* _Task details_
From the passage on San Diego realtor fees, pull out the words from "Are Realtor Commissions too" up to and including "realtors are overcompensated.", copied character for character.

* _Passage to read_
Can home buyers, sellers and real estate investors negotiate San Diego realtor fees?
Some don’t even think twice about paying fees to their realtor. Others immediately dismiss the idea of ever working with a San Diego real estate agent, or participating in a transaction that hosts a realtor. Others hit the web, social and online real estate forums to ask the real question: are realtor commissions negotiable?
So what’s the answer? If they can be negotiated, when is the right time to do it? Are SoCal real estate sales people really that overpaid? What more affordable alternative options are out there?
Why Negotiate Real Estate Agent Fees and Commissions?
Many fear working with realtors in San Diego because of the high fees they are associated with, or after reading about how grossly overpaid they are. Sometimes the numbers just don’t appear to work in light of a 6% fee when buying or selling a home in Southern California. It might work more often than some believe, but it can be an issue. A little more room in a deal might make it work. It may make more deals possible. They do say that “everything is negotiable in real estate,” so why not professional fees? After all; everyone ought to be looking for the best possible deal, and few think twice about haggling with mortgage lenders or housing contractors.
Are Realtor Commissions too High?
Before really digging into when to try and negotiate and by how much, perhaps it’s best to tackle the cause of this question: the perception that California realtors are overcompensated.

* _Source material_
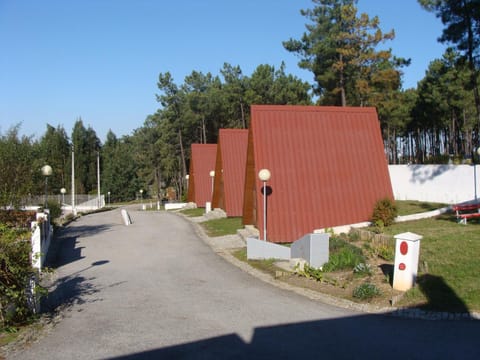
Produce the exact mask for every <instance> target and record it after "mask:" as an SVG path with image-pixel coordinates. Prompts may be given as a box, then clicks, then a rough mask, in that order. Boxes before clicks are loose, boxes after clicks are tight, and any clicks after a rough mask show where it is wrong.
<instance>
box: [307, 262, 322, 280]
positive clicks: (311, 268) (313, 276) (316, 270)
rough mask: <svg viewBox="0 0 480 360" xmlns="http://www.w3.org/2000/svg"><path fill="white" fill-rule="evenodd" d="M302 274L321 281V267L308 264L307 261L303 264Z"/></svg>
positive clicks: (313, 278)
mask: <svg viewBox="0 0 480 360" xmlns="http://www.w3.org/2000/svg"><path fill="white" fill-rule="evenodd" d="M302 275H304V276H306V277H307V278H313V279H315V280H317V281H322V280H323V276H324V274H323V271H322V268H319V269H317V268H314V267H313V266H310V265H308V264H307V263H305V264H304V265H303V271H302Z"/></svg>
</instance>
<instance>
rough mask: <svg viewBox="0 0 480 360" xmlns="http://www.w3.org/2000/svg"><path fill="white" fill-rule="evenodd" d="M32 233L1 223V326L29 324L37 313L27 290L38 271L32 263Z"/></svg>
mask: <svg viewBox="0 0 480 360" xmlns="http://www.w3.org/2000/svg"><path fill="white" fill-rule="evenodd" d="M29 236H30V231H18V230H13V229H9V228H7V227H6V226H5V225H3V224H0V305H1V309H0V326H2V327H3V326H7V325H14V324H19V323H23V322H25V321H26V320H27V319H28V318H29V317H30V316H31V315H32V314H33V313H32V309H31V308H30V307H29V306H28V297H27V292H26V289H27V287H28V286H29V282H30V279H32V277H33V276H34V275H35V271H34V269H33V268H32V266H31V264H30V252H31V244H30V239H29Z"/></svg>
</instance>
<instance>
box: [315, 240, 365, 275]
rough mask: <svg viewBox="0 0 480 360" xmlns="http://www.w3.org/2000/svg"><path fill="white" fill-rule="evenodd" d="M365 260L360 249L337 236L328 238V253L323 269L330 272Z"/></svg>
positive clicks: (363, 261) (363, 256) (327, 271)
mask: <svg viewBox="0 0 480 360" xmlns="http://www.w3.org/2000/svg"><path fill="white" fill-rule="evenodd" d="M362 262H365V258H364V256H363V254H362V250H361V249H359V248H358V247H356V246H354V245H351V244H349V243H347V242H346V241H345V240H342V239H340V238H337V237H332V238H330V255H329V260H328V262H327V263H326V264H325V265H324V266H323V271H326V272H330V271H336V270H345V269H350V270H353V268H354V267H355V266H356V265H358V264H359V263H362Z"/></svg>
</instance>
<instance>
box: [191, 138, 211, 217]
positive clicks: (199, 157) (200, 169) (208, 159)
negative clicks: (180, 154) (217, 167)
mask: <svg viewBox="0 0 480 360" xmlns="http://www.w3.org/2000/svg"><path fill="white" fill-rule="evenodd" d="M191 150H192V152H191V156H190V169H189V177H188V196H187V199H188V201H189V202H194V203H195V204H197V206H198V207H201V208H204V207H205V203H206V202H211V201H212V190H213V189H212V187H213V186H212V178H211V176H210V171H214V169H215V157H216V155H217V145H216V144H192V146H191Z"/></svg>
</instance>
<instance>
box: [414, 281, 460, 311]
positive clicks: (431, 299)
mask: <svg viewBox="0 0 480 360" xmlns="http://www.w3.org/2000/svg"><path fill="white" fill-rule="evenodd" d="M417 286H418V287H419V289H420V291H421V292H422V293H423V294H424V295H425V296H426V298H427V303H426V304H425V305H422V306H420V308H421V309H424V310H429V311H430V310H431V311H441V312H445V311H448V312H453V313H468V312H469V309H468V306H467V305H466V304H465V302H464V301H463V300H462V299H460V298H459V297H458V295H457V294H456V293H455V291H453V289H452V288H451V287H450V286H449V285H448V284H447V283H446V282H445V280H444V279H443V278H442V277H441V276H435V275H431V274H425V275H421V276H419V277H418V278H417Z"/></svg>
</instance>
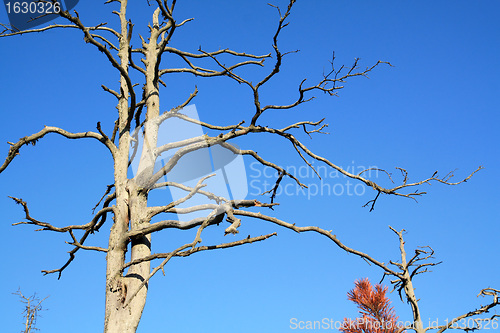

* _The answer_
Are Realtor Commissions too High?
Before really digging into when to try and negotiate and by how much, perhaps it’s best to tackle the cause of this question: the perception that California realtors are overcompensated.